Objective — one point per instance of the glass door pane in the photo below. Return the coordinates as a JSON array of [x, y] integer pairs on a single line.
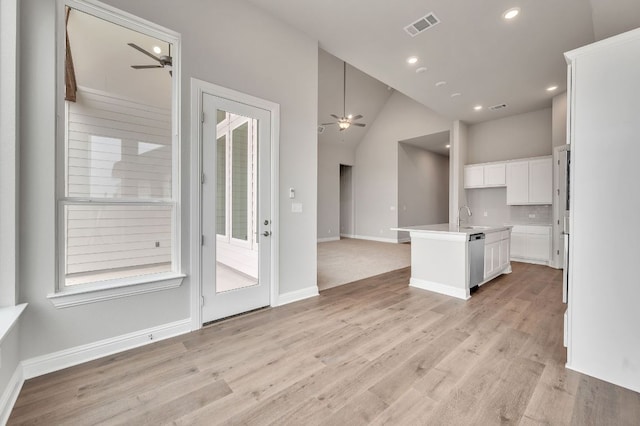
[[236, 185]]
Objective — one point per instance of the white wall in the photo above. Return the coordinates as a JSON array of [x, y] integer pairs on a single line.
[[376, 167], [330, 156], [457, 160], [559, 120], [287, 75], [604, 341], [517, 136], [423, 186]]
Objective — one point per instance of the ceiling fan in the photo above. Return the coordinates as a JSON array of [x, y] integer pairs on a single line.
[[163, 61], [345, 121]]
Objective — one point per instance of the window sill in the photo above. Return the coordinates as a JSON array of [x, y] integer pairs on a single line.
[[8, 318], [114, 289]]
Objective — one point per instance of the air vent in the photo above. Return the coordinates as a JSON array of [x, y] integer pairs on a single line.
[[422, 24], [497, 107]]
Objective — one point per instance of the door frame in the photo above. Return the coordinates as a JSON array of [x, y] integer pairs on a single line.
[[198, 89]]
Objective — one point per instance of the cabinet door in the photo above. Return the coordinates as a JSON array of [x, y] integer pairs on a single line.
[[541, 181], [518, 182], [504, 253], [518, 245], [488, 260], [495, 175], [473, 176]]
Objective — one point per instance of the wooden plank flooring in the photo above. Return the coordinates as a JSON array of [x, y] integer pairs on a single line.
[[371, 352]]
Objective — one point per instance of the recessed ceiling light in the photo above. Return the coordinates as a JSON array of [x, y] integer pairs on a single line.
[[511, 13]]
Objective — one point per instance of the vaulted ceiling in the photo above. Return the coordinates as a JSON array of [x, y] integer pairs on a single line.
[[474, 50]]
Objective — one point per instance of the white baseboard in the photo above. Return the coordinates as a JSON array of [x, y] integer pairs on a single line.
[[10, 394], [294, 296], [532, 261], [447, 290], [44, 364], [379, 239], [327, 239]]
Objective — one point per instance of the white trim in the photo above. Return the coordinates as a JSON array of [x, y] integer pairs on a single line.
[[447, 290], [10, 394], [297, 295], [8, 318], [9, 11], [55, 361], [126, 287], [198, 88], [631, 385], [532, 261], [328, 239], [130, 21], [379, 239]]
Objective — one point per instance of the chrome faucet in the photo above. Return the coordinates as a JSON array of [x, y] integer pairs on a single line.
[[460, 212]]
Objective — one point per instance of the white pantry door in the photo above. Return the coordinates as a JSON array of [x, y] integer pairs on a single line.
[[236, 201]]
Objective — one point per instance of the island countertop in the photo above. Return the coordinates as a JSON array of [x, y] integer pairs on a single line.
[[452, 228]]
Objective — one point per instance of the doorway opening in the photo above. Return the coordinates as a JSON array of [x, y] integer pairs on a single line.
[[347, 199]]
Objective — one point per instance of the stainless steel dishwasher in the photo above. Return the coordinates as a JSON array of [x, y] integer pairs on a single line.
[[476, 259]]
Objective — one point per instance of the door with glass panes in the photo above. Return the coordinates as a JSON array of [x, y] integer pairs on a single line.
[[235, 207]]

AIM OF THE TASK
Begin with the line that contains "Objective — one point per instance of the wooden" and end with the last line of the data. Repeat those two lines and all between them exactly.

RESPONSE TO THIS EXERCISE
Objective — one point per instance of the wooden plank flooring in the photo above. Return the coordinates as a JSON array of [x, y] integer pairs on a single line.
[[371, 352]]
Objective — one point per instance of the recessed ceiling light in the photo above. Return the coordinates as a JSON array of [x, y] integer pairs on a single line.
[[511, 13]]
Objective — one point per instance of the vaulted ceiling in the photo above. Return the coordinates as a JSON array of [x, y] integer pairs on a single line.
[[474, 50]]
Objective — one point per instance of the white baseboard in the photo above. Return the coordinates as a JSON array of [x, y] integer pairs on a single line.
[[10, 394], [294, 296], [532, 261], [447, 290], [44, 364], [379, 239], [327, 239]]
Objective — one point per instance of the white trim in the photo above. Return the coordinates as a JSON array of [x, y] integer pairs on a single line.
[[447, 290], [10, 394], [297, 295], [8, 318], [9, 11], [55, 361], [126, 287], [198, 88], [631, 385], [532, 261], [328, 239], [130, 21], [379, 239]]
Objective — one point per instance of the chrome faucet in the photo above. Return the coordinates as a JSON array of [x, y] integer pairs on a single line.
[[460, 212]]
Objective — one point per instance of the white pantry door in the photo above. Return the coordinates as a JSON array of [x, y] integer pairs on a single line.
[[236, 201]]
Objective — one point per instance of the island countertop in the photo above. Return the coordinates as a JSON array of [x, y] integer pairs on a single line.
[[452, 228]]
Objective — one point per instance of the doorway opening in the photo above. Return the coordinates as a JSON array of [x, y] integer pairs on a single line.
[[347, 199]]
Objective — one point per instance of the stainless steel dishwasher in the photo above. Return the coordinates as a JSON array of [x, y] integer pairs on a single line.
[[476, 259]]
Objective — one point per instance of the door with glass panes in the photo above. Return the coordinates as a JSON array of [x, y] integer pairs on a single line.
[[235, 207]]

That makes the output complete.